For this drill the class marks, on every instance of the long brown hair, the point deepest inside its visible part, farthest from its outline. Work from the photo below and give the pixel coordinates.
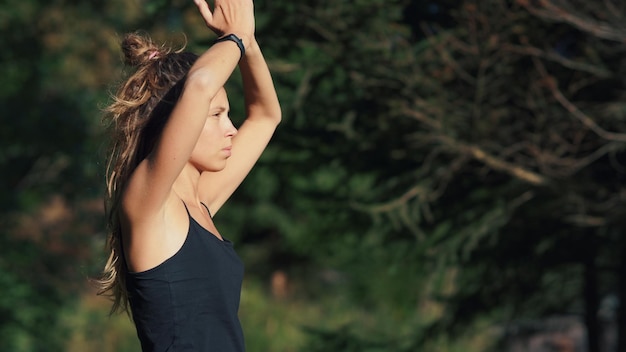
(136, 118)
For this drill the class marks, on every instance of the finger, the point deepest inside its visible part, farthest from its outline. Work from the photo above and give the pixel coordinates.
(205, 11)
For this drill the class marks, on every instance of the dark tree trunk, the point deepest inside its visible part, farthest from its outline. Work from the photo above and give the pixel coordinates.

::::

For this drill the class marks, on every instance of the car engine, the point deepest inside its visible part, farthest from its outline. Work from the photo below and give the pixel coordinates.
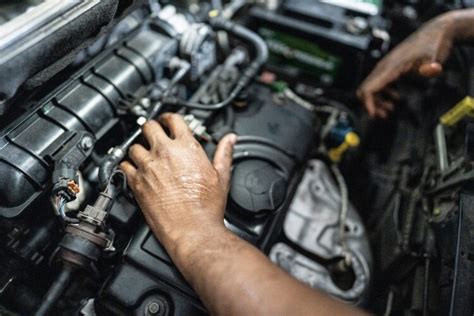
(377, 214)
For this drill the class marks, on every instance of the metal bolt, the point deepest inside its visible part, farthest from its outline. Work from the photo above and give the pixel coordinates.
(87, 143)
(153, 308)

::::

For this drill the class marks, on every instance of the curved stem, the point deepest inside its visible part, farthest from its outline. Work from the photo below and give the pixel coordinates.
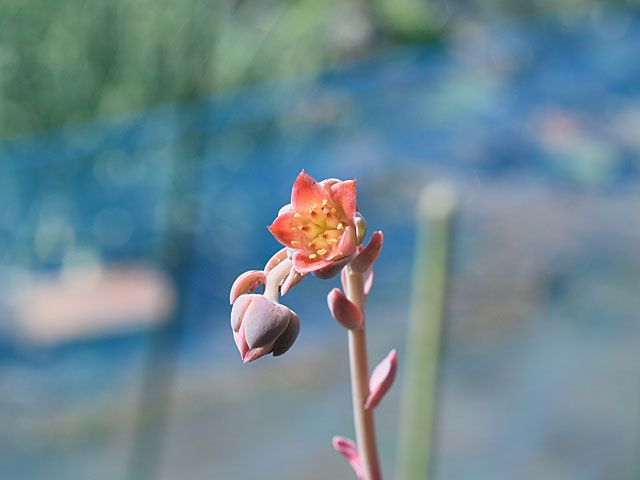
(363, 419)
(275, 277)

::::

GOAL: Count the lines of the material above that contain the word "this", matching case exactly, and reply with that number alone.

RESPONSE: 6